* [BRANO]:
☆ ☆ ☆

Intanto crescevo. Muovevo i primi passi in sella alla bici, per passare poi ad una moto da cross di 50 cc e finire per guidare a 7 anni la Fiat 500 c di mio nonno. La svolta alla mia Passione, ma specificamente al restauro delle auto d’epoca, avvenne nel 2004. Quel mese di maggio mio padre morì. Sotto il suo letto rimase il muso della 356 A Porsche del 1959. La stava restaurando. Dopo vari tentativi esterni e forte delle reminiscenze dei pomeriggi in garage con lui, mi convinsi che avrei potuto farlo io direttamente. E con le mani d’oro di un vecchio battilastra più sordo di una campana iniziammo il restauro. Nel frattempo mi colpì una scena del film “Ieri, oggi e domani” in cui la Sofia nazionale si accompagnava con Marcello Mastroianni alla guida di una Rolls Royce. Qualcuno ricorda forse la scena del tamponamento. In quel momento sopraggiunse una Ferrari California rossa guidata da un industriale interpretato dal maestro Armando Trovajoli. Lei vi salì trascinando la sua pelliccia e scapparono via. Intanto la radio trasmetteva la quotazione dei titoli di borsa. Erano i mitici anni 60. Che bello sarebbe avere una Ferrari California, pensai. Un sogno. Mi accontentai di acquistare un’Alfa Romeo Touring 2000 Spider del ‘59. Rossa, ruote Borrani, ma pur sempre un’Alfa. Pesante, lenta. Se non fosse stato per la linea, sembrava una lumaca.

☆ ☆ ☆

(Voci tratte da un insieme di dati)
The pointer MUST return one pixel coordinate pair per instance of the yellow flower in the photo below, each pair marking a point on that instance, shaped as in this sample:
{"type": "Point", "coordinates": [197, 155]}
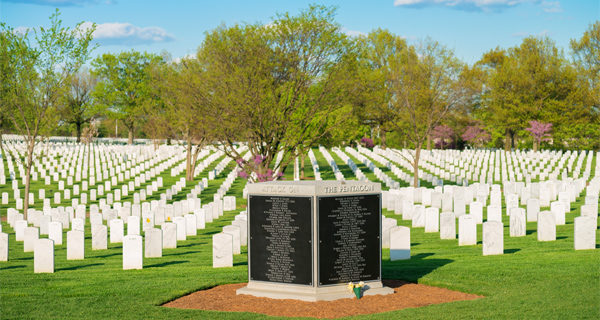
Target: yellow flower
{"type": "Point", "coordinates": [350, 286]}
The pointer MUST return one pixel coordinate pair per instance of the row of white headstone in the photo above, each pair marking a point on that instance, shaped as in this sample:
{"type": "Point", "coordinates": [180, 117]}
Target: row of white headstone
{"type": "Point", "coordinates": [229, 241]}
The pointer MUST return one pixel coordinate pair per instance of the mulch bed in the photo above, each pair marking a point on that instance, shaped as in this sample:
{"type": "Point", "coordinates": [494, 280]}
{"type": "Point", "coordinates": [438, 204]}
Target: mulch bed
{"type": "Point", "coordinates": [406, 295]}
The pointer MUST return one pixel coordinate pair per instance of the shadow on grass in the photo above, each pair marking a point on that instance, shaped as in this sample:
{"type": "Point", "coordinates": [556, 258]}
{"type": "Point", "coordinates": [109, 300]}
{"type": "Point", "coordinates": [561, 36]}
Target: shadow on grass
{"type": "Point", "coordinates": [106, 255]}
{"type": "Point", "coordinates": [191, 244]}
{"type": "Point", "coordinates": [12, 267]}
{"type": "Point", "coordinates": [80, 267]}
{"type": "Point", "coordinates": [412, 270]}
{"type": "Point", "coordinates": [180, 253]}
{"type": "Point", "coordinates": [164, 264]}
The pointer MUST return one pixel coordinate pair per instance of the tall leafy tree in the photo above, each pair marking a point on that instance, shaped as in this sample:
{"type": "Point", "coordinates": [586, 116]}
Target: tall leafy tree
{"type": "Point", "coordinates": [276, 86]}
{"type": "Point", "coordinates": [124, 86]}
{"type": "Point", "coordinates": [532, 81]}
{"type": "Point", "coordinates": [35, 77]}
{"type": "Point", "coordinates": [374, 78]}
{"type": "Point", "coordinates": [77, 108]}
{"type": "Point", "coordinates": [188, 106]}
{"type": "Point", "coordinates": [428, 82]}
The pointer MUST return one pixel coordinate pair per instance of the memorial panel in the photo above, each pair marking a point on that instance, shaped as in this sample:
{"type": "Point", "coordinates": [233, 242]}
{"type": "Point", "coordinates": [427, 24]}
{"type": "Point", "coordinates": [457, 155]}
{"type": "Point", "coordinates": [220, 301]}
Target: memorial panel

☆ ☆ ☆

* [CONSEGNA]: Riporta per intero, senza alcuna modifica, il brano sul restauro delle auto d'epoca.

* [SOLUZIONE PROPOSTA]:
Intanto crescevo. Muovevo i primi passi in sella alla bici, per passare poi ad una moto da cross di 50 cc e finire per guidare a 7 anni la Fiat 500 c di mio nonno. La svolta alla mia Passione, ma specificamente al restauro delle auto d’epoca, avvenne nel 2004. Quel mese di maggio mio padre morì. Sotto il suo letto rimase il muso della 356 A Porsche del 1959. La stava restaurando. Dopo vari tentativi esterni e forte delle reminiscenze dei pomeriggi in garage con lui, mi convinsi che avrei potuto farlo io direttamente. E con le mani d’oro di un vecchio battilastra più sordo di una campana iniziammo il restauro. Nel frattempo mi colpì una scena del film “Ieri, oggi e domani” in cui la Sofia nazionale si accompagnava con Marcello Mastroianni alla guida di una Rolls Royce. Qualcuno ricorda forse la scena del tamponamento. In quel momento sopraggiunse una Ferrari California rossa guidata da un industriale interpretato dal maestro Armando Trovajoli. Lei vi salì trascinando la sua pelliccia e scapparono via. Intanto la radio trasmetteva la quotazione dei titoli di borsa. Erano i mitici anni 60. Che bello sarebbe avere una Ferrari California, pensai. Un sogno. Mi accontentai di acquistare un’Alfa Romeo Touring 2000 Spider del ‘59. Rossa, ruote Borrani, ma pur sempre un’Alfa. Pesante, lenta. Se non fosse stato per la linea, sembrava una lumaca.